Aim a ▸ In the logistic regression passage, what probability of winning is assigned to group 2?

Passage shown ▸

* Start *

I received a question about interpreting the exponentiated coefficient of a logistic regression (with a logit link). I don’t usually try to understand the coefficients in terms of odds, because I find them unintuitive. And I never really explored why I found them unintuitive until I was asked about them.

Example

Let’s say we’re in a game show, and the audience is split into two groups 1 or 2. There is some probability group 1 will win a prize, and some probability group 2 will win.

set.seed(1)
N = 1000
group = sample(x = c(1,2), size = N, replace = TRUE) # Group index
p_success = c(0.2, 0.22) # Group 1 and 2 respectively
y = rbinom(n = N, size = 1, prob = p_success[group])
df = data.frame(
    group = as.factor(group),
    p = p_success[group],
    y = y
)

df |> head()
  group    p y
1     1 0.20 0
2     2 0.22 0
3     1 0.20 0
4     1 0.20 1
5     2 0.22 0
6     1 0.20 0

Here we’ve intentionally set the probability of group 1 winning to 0.2 and the probability of group 2 winning to 0.22. Group 2 has a very modest 2% higher chance of winning.

Let’s say we have data from prior game shows; we can fit a logistic regression model to this, and measure the effect of sitting in group 2:

m = glm(data = df, formula = y ~ group, family = binomial(link = 'logit'))
summary(m)
Call:
glm(formula = y ~ group, family = binomial(link = "logit"), data = df)

Coefficients:
            Estimate Std. Error z value Pr(>|z|)    
(Intercept)  -1.3421     0.1101 -12.186   <2e-16 ***
group2        0.1614     0.1526   1.058     0.29    
---
Signif. codes:  0 '***' 0.001 '**' 0.01 '*' 0.05 '.' 0.1 ' ' 1

(Dispersion parameter for binomial family taken to be 1)

    Null deviance: 1056.3  on 999  degrees of freedom
Residual deviance: 1055.2  on 998  degrees of freedom
AIC: 1059.2

Number of Fisher Scoring iterations: 4

We find that the coefficient for group 2 is 0.1614357. What does this mean?

Without doing much work we can identify that the value is greater than 0, so we might conclude that group 2 raises the chances of winning, slight as it is. But we would like to know by how much.

Interpretation

The linear function of parameters and predictors are transformed to the probability scale using the logit link, and you can understand the equation two ways. Either you have this equation (odds):

$$ \left(\frac{p(x)}{1-p(x)}\right) = e^{\left(\beta_0 + \beta_1 x \right)} $$

or you have this equation (probability):

$$ p(x) = \frac{1}{1 + e^{-\left(\beta_0 + \beta_1 x \right)}} $$

…taking $p(x)$ to mean $p(Y=1 | x)$ (probability of success, conditional on $x$) and $1-p$ to mean $p(Y=0 | x)$ (probability of failure, conditional on $x$).

In simpler terms, you can interpret the coefficients in terms of the raw probability of success, or the ratio of the probability of success to the probability of failure (odds), depending on how you transform them. But they both depend on this $\exp(\beta_0 + \beta_1 x)$ quantity.

* End *

[Object pointing dataset rows]
* Start *

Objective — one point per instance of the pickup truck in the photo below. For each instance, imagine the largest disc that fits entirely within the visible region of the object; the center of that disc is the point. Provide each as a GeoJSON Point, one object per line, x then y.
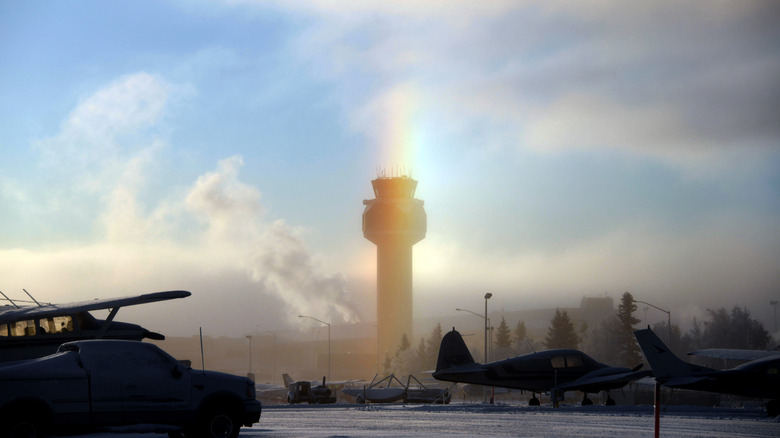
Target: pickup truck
{"type": "Point", "coordinates": [94, 384]}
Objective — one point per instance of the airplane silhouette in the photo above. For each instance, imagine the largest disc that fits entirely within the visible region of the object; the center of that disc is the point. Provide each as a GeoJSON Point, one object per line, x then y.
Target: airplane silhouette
{"type": "Point", "coordinates": [556, 371]}
{"type": "Point", "coordinates": [757, 378]}
{"type": "Point", "coordinates": [28, 331]}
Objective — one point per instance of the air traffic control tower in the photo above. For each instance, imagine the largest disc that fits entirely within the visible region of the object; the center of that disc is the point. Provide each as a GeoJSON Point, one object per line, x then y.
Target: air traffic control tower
{"type": "Point", "coordinates": [393, 221]}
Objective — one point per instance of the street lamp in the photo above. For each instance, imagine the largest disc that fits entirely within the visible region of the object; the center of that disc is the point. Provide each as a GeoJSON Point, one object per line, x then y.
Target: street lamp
{"type": "Point", "coordinates": [668, 315]}
{"type": "Point", "coordinates": [487, 324]}
{"type": "Point", "coordinates": [323, 322]}
{"type": "Point", "coordinates": [487, 329]}
{"type": "Point", "coordinates": [250, 353]}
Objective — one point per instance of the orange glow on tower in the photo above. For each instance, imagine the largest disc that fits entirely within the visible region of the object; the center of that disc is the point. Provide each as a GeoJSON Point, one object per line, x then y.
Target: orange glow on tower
{"type": "Point", "coordinates": [394, 221]}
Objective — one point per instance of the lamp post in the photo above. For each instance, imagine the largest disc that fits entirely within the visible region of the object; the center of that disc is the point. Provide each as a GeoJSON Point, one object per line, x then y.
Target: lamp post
{"type": "Point", "coordinates": [487, 329]}
{"type": "Point", "coordinates": [323, 322]}
{"type": "Point", "coordinates": [668, 315]}
{"type": "Point", "coordinates": [487, 324]}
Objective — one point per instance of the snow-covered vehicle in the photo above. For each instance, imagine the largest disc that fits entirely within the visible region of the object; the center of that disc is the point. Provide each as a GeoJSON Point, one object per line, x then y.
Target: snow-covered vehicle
{"type": "Point", "coordinates": [100, 383]}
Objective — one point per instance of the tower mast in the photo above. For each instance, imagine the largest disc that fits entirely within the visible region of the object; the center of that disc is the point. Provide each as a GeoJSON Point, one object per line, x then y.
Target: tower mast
{"type": "Point", "coordinates": [394, 221]}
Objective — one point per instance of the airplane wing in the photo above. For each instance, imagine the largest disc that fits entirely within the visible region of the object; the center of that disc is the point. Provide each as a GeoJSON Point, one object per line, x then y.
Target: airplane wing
{"type": "Point", "coordinates": [9, 314]}
{"type": "Point", "coordinates": [730, 353]}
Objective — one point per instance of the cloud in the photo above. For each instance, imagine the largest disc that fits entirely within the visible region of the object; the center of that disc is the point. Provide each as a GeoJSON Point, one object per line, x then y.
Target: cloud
{"type": "Point", "coordinates": [211, 237]}
{"type": "Point", "coordinates": [689, 85]}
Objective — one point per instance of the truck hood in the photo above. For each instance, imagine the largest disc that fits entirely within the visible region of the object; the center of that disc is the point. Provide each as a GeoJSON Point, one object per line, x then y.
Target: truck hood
{"type": "Point", "coordinates": [57, 366]}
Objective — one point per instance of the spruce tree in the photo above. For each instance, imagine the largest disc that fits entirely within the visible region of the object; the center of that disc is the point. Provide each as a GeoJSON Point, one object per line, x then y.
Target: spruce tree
{"type": "Point", "coordinates": [503, 336]}
{"type": "Point", "coordinates": [519, 336]}
{"type": "Point", "coordinates": [628, 348]}
{"type": "Point", "coordinates": [561, 333]}
{"type": "Point", "coordinates": [434, 343]}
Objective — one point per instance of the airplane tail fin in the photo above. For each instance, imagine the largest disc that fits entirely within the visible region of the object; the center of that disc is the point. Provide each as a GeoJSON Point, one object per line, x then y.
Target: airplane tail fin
{"type": "Point", "coordinates": [664, 363]}
{"type": "Point", "coordinates": [453, 351]}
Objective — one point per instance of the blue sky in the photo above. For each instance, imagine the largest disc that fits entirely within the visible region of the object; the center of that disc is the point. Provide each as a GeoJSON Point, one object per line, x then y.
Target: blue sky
{"type": "Point", "coordinates": [562, 150]}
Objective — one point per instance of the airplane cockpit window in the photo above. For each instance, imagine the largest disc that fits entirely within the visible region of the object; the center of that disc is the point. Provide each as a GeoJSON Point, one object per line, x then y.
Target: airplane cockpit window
{"type": "Point", "coordinates": [573, 360]}
{"type": "Point", "coordinates": [61, 324]}
{"type": "Point", "coordinates": [23, 328]}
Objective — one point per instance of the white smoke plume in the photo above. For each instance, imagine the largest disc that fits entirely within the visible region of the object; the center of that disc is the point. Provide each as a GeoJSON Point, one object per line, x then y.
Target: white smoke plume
{"type": "Point", "coordinates": [275, 254]}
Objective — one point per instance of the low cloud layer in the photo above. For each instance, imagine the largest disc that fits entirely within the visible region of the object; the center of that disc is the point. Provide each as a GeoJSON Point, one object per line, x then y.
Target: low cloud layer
{"type": "Point", "coordinates": [211, 237]}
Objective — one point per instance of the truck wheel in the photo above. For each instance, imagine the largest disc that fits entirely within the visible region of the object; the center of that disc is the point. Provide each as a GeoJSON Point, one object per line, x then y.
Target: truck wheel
{"type": "Point", "coordinates": [219, 423]}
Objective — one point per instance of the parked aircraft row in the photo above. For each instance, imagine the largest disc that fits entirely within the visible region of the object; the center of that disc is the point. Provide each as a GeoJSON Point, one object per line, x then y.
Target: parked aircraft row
{"type": "Point", "coordinates": [29, 331]}
{"type": "Point", "coordinates": [554, 371]}
{"type": "Point", "coordinates": [760, 377]}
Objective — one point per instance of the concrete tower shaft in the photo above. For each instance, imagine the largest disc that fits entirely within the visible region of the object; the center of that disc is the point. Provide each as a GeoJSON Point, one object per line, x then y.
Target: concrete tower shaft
{"type": "Point", "coordinates": [394, 221]}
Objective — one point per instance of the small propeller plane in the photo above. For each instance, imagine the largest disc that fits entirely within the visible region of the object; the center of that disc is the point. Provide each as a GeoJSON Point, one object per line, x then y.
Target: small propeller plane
{"type": "Point", "coordinates": [30, 331]}
{"type": "Point", "coordinates": [758, 378]}
{"type": "Point", "coordinates": [556, 371]}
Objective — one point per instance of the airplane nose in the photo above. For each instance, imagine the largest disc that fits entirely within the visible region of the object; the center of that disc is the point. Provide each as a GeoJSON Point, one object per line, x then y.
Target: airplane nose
{"type": "Point", "coordinates": [154, 336]}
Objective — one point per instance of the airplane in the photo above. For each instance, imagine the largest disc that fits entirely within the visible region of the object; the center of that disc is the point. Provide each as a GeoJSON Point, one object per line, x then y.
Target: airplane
{"type": "Point", "coordinates": [419, 393]}
{"type": "Point", "coordinates": [556, 371]}
{"type": "Point", "coordinates": [758, 378]}
{"type": "Point", "coordinates": [31, 331]}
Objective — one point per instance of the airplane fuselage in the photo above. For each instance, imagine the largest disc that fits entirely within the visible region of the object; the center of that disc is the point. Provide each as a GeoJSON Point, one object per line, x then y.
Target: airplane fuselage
{"type": "Point", "coordinates": [759, 378]}
{"type": "Point", "coordinates": [533, 372]}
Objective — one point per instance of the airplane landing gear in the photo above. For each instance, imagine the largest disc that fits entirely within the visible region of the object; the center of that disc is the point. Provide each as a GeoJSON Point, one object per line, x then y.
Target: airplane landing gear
{"type": "Point", "coordinates": [773, 408]}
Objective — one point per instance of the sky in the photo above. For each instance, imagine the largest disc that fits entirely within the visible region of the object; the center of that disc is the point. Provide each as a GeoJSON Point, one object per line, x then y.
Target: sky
{"type": "Point", "coordinates": [562, 149]}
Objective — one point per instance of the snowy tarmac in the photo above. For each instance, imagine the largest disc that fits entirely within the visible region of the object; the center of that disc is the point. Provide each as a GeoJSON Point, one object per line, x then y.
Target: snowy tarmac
{"type": "Point", "coordinates": [398, 420]}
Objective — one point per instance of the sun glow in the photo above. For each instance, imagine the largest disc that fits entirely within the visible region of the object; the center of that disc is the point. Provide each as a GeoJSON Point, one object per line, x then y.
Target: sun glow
{"type": "Point", "coordinates": [398, 140]}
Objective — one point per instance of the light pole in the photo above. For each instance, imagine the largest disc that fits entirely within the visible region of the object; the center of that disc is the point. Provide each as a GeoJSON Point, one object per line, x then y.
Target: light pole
{"type": "Point", "coordinates": [668, 315]}
{"type": "Point", "coordinates": [250, 354]}
{"type": "Point", "coordinates": [323, 322]}
{"type": "Point", "coordinates": [487, 324]}
{"type": "Point", "coordinates": [487, 327]}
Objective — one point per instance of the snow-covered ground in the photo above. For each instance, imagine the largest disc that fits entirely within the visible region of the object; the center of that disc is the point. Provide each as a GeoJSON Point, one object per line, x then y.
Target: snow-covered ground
{"type": "Point", "coordinates": [347, 420]}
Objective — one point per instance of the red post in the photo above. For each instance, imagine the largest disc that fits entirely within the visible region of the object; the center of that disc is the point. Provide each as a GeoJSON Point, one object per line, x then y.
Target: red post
{"type": "Point", "coordinates": [657, 410]}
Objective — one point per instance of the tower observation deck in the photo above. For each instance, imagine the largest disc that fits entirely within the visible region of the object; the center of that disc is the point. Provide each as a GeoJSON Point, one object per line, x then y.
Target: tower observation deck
{"type": "Point", "coordinates": [394, 221]}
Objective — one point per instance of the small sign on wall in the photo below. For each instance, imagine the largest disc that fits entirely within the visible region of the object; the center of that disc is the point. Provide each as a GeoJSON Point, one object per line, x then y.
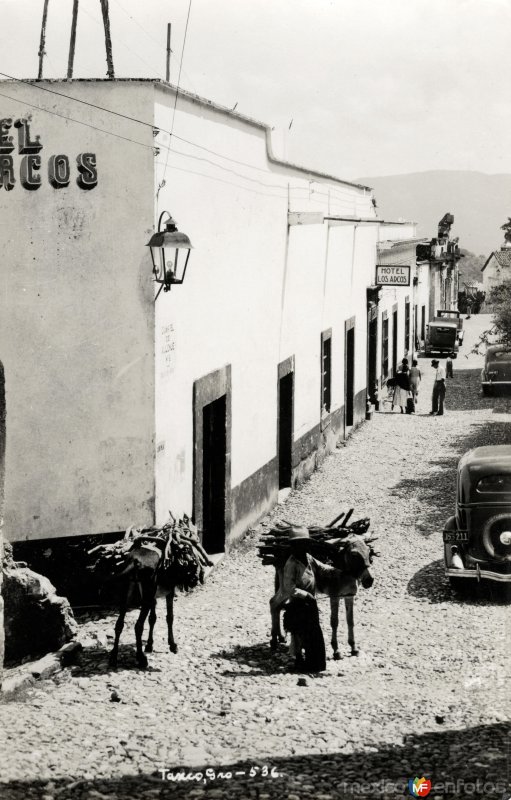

* End *

Aim b ▸ In the records, replace "cloud" with "cloud formation" throughout the lines between the one holding "Objective — one point per instance of the cloud" and the one holding "Target: cloud", inclusive, and give back only those lines with everything else unchanged.

Written response a ▸ 0.22

Written response b ▸
Objective — one point per instance of the cloud formation in the photo above. For each instance, imagine the largest disc that fits entirely within the visible region of the object; the center of that disc is the point. Provide each as a GeoJSON Point, one object per line, x then y.
Target: cloud formation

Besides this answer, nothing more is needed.